(Referring expression data)
# # # # #

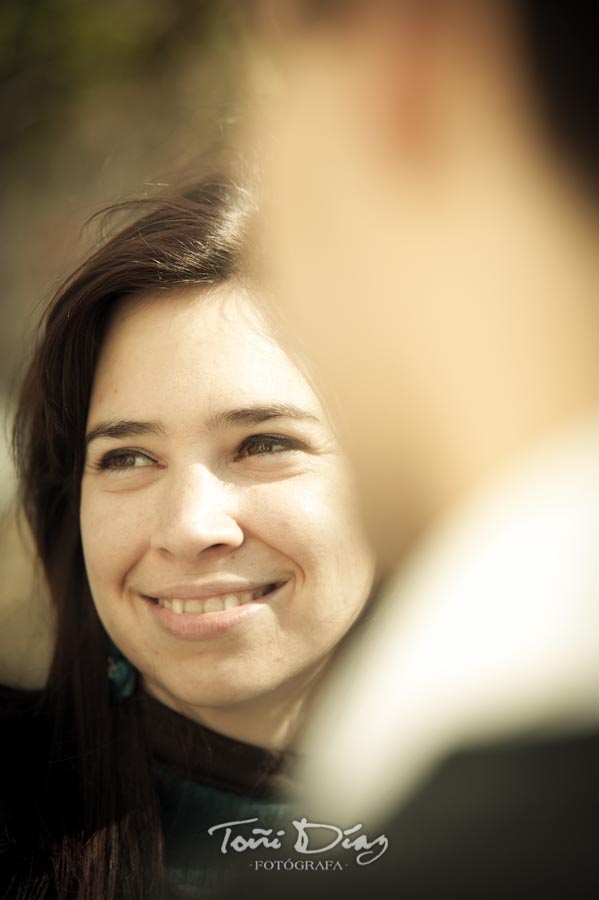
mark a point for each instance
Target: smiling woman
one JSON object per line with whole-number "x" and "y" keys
{"x": 195, "y": 518}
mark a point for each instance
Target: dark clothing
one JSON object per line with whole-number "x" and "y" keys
{"x": 202, "y": 779}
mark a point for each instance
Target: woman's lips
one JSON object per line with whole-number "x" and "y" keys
{"x": 194, "y": 618}
{"x": 216, "y": 602}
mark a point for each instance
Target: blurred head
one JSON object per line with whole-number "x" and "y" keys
{"x": 429, "y": 230}
{"x": 180, "y": 473}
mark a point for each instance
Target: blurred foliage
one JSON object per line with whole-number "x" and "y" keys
{"x": 54, "y": 53}
{"x": 99, "y": 100}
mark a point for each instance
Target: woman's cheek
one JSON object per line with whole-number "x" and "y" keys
{"x": 115, "y": 536}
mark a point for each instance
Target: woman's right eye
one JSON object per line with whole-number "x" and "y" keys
{"x": 125, "y": 459}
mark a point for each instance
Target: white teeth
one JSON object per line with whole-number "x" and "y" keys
{"x": 213, "y": 604}
{"x": 194, "y": 606}
{"x": 217, "y": 603}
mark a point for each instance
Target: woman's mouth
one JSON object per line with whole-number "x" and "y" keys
{"x": 216, "y": 603}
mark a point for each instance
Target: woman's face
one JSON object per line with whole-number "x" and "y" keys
{"x": 221, "y": 542}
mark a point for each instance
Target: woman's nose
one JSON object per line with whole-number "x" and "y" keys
{"x": 196, "y": 512}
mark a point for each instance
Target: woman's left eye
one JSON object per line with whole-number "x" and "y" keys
{"x": 263, "y": 444}
{"x": 118, "y": 460}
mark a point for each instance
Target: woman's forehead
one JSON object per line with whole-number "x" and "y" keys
{"x": 192, "y": 351}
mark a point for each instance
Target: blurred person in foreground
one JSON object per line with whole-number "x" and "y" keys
{"x": 431, "y": 230}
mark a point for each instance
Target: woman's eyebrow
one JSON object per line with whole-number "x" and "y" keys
{"x": 123, "y": 428}
{"x": 247, "y": 415}
{"x": 254, "y": 415}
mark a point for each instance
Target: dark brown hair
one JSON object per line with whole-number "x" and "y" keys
{"x": 91, "y": 829}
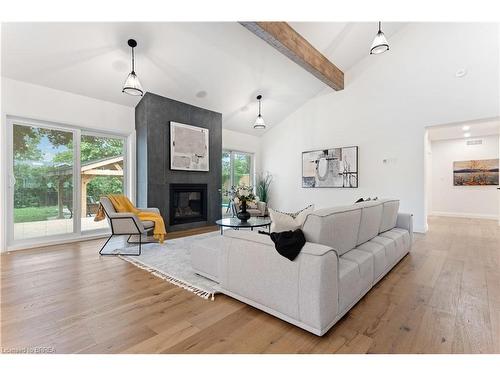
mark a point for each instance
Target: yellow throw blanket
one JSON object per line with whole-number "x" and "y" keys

# # # # #

▸ **EXERCISE BRIEF**
Above are the entries; copy out every line among them that contains the word "dark".

▸ **WRITTEN SOLUTION**
Target: dark clothing
Target: dark brown hair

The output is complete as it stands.